┌─ PROVIDED DATA

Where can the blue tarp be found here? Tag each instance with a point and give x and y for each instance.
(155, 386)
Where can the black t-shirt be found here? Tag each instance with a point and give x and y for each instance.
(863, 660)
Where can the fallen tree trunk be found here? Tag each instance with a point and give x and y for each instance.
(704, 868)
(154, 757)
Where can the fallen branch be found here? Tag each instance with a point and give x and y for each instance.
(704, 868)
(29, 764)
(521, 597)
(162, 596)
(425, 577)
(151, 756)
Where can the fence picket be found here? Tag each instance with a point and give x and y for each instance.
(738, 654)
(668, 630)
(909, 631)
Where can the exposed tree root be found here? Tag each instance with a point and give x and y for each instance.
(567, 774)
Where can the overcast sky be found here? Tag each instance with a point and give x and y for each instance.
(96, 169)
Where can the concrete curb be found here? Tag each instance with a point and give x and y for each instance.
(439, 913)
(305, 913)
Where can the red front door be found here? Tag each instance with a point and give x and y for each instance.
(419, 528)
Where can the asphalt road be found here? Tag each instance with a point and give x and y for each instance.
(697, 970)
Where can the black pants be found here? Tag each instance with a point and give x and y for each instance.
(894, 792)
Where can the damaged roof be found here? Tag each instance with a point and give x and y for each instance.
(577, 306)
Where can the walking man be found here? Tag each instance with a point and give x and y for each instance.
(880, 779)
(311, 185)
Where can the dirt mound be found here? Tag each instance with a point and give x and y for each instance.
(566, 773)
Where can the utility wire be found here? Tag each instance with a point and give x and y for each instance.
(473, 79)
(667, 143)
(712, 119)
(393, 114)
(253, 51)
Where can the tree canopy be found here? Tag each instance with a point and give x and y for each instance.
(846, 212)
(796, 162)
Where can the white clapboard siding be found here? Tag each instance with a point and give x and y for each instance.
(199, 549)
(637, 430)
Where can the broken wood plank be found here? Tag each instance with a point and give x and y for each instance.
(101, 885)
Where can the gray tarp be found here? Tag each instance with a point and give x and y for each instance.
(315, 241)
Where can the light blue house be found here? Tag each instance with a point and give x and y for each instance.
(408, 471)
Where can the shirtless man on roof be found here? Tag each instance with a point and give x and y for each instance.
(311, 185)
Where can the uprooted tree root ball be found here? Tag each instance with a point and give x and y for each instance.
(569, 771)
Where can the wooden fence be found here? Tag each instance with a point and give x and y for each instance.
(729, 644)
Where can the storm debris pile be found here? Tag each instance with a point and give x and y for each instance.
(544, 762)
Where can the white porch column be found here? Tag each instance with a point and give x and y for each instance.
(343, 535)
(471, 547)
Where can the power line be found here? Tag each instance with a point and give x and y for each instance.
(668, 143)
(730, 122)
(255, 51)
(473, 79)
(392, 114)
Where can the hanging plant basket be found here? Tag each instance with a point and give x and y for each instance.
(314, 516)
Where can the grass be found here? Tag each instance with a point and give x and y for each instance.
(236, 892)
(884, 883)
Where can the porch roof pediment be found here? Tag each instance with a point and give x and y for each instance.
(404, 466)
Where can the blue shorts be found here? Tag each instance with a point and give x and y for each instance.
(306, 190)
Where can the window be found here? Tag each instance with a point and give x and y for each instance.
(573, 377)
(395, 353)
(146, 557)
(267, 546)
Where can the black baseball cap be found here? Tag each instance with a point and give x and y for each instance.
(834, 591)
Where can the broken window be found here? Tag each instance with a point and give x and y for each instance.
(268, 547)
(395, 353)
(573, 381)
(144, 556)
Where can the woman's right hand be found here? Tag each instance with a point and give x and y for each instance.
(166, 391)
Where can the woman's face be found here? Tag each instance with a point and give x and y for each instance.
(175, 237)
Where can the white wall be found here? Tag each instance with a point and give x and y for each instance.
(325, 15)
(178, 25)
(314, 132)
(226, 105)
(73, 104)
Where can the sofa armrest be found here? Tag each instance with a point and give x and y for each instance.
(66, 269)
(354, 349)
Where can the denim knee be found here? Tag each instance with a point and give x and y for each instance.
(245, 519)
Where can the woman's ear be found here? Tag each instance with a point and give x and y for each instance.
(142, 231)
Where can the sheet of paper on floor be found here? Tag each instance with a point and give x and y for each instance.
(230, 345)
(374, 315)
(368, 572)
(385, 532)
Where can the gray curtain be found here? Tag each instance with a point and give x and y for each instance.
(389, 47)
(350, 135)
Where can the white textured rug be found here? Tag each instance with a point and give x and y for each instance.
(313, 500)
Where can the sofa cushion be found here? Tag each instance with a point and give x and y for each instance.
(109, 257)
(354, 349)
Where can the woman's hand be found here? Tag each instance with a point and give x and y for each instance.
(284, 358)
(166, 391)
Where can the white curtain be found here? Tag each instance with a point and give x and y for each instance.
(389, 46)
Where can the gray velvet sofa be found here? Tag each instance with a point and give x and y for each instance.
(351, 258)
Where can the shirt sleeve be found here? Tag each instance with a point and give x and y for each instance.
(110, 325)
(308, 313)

└─

(TRY IT):
When you answer, repeat each entry exactly as it appears above.

(SOLVED EXERCISE):
Where can the blue tarp be found here? Tag each instance with a point and give x and y for each instance.
(155, 386)
Where can the black t-shirt be found here? Tag each instance with a point and give x and y for each instance.
(863, 660)
Where can the fallen tree trunk be found here? Tag each instance with a point and give x and y for each instance.
(704, 868)
(154, 757)
Where can the fallen branch be found here? Tag each instance with a point and give x and y for each instance.
(704, 868)
(29, 764)
(521, 597)
(162, 596)
(425, 577)
(151, 756)
Where can the fence picket be found here? Tag each instance with a point and give x and y for each instance.
(738, 654)
(668, 630)
(909, 631)
Where can the exposed tree root be found here? Tag each instance with a point and give x and y for each instance.
(567, 774)
Where can the overcast sky be found here? Tag each instance with a point and give x and y for each instance.
(96, 169)
Where can the concrete curb be found here? Tag each instance with a point and give x and y for each instance.
(439, 913)
(305, 913)
Where can the red front door be found here? Tag each instance with a point and give x and y for each instance.
(419, 528)
Where can the asphalt road be found here? Tag each instance with a point and give x and y for each instance.
(697, 970)
Where can the black pants be found here? Tag each instance with a point and give x and y for each instance.
(894, 792)
Where can the damaged roof be found here? Tag each instance with a point and give x and y for each instance.
(577, 306)
Where can the walking man be found here? Tag each instance with a point and give x and y for each instance.
(880, 779)
(311, 185)
Where can the dirt mound be found here? Tag each instance with a point and give x and y for each instance.
(566, 773)
Where can the utility wire be found here? Tag each instance with a point and give x and y for each instance.
(473, 79)
(667, 143)
(712, 119)
(393, 114)
(253, 51)
Where can the tree canopy be found here? Tag each instance with a point and give x and y for each instance.
(846, 212)
(796, 162)
Where can the white clapboard siding be found here? Tag each instance with a point and give x and y for each instance.
(199, 549)
(637, 430)
Where can the broken wood plank be found here? Tag each instance with a point and give x and y for each instance.
(101, 885)
Where can the gray tarp be found here? Tag each instance with a point and give x and y for each instance.
(315, 241)
Where can the light blue house be found here? Tag each instance with a point and give x and y for each instance.
(408, 471)
Where can the shirtless man on roof be found here? Tag each instance with a point and give x and y for each instance.
(311, 185)
Where can the uprooted tree root ball be found here? Tag each instance with a point and give x and y for each instance.
(569, 771)
Where can the wooden fence be found here? Tag each instance with a point and give x and y for each instance.
(729, 644)
Where can the storm debris pile be found here? Tag each instance with a point and give x and y for each instance.
(544, 762)
Where can the white porch column be found here? Tag each instance with a point and give x and y for each instance.
(343, 535)
(471, 547)
Where can the power line be found here? Tag each instance with a point and give x and y for each instance.
(668, 143)
(730, 122)
(255, 51)
(473, 79)
(392, 114)
Where can the hanging plant basket be found here? Tag each instance with a point and give x and y for each instance.
(314, 516)
Where can the grass be found here? Tag each instance with a point and give x and y for each instance.
(236, 892)
(884, 883)
Where can the porch roof pediment be found here? Tag each instance with a point and give x and y for each instance.
(404, 466)
Where can the blue shorts be found here? Tag each instance with a point and give x and y for each instance.
(306, 190)
Where can the window be found here? Tag each instance with a point and give x and y for each instance.
(573, 377)
(395, 353)
(146, 557)
(267, 546)
Where can the black baseball cap be found here? Tag each instance with a point and give x and y for each instance.
(834, 591)
Where can the broken window be found here? Tag each instance with a point and give x and y for each instance.
(268, 547)
(395, 353)
(573, 381)
(144, 556)
Where can the woman's right hand be found here? Tag each instance with a point and give x and y for each instance.
(166, 391)
Where can the woman's face be found here? Tag each instance with a point and give x and y for each instance.
(175, 237)
Where can the white wall be found here? Tag each instance with a point and give x and y for each instance.
(325, 15)
(178, 25)
(314, 132)
(226, 105)
(73, 104)
Where can the sofa armrest be found here? Tag each instance with a point and give x and y for each instance.
(66, 269)
(354, 349)
Where can the denim knee be found here? Tag each instance with a point and give x and y for each instance.
(245, 519)
Where can the woman's ear be found here? Tag each instance with a point and give x and y for each instance.
(142, 231)
Where can the sheet of paper on floor be found here? Tag each instance with a point and give x and y for each instance.
(230, 345)
(374, 315)
(368, 572)
(385, 532)
Where can the gray curtain be found here? Tag each instance with a point and give x and y for each instance.
(389, 47)
(350, 135)
Where can the white textured rug be found here? Tag each instance with a point and give x and y for each instance.
(313, 500)
Where can the sofa cushion be found here? Tag each instance with a point and give x and y for each instance.
(109, 257)
(354, 349)
Where can the woman's hand be found here? Tag each instance with a point and give x and y for each instance.
(284, 358)
(166, 391)
Where can the white curtain be found here? Tag each instance with a point and give x and y for each instance.
(389, 46)
Where can the gray velvet sofa be found here? Tag each instance with a point and give x and y for each instance.
(351, 258)
Where can the shirt sleeve be found here? Tag each instance with a point and give x and y for each instance.
(110, 325)
(308, 313)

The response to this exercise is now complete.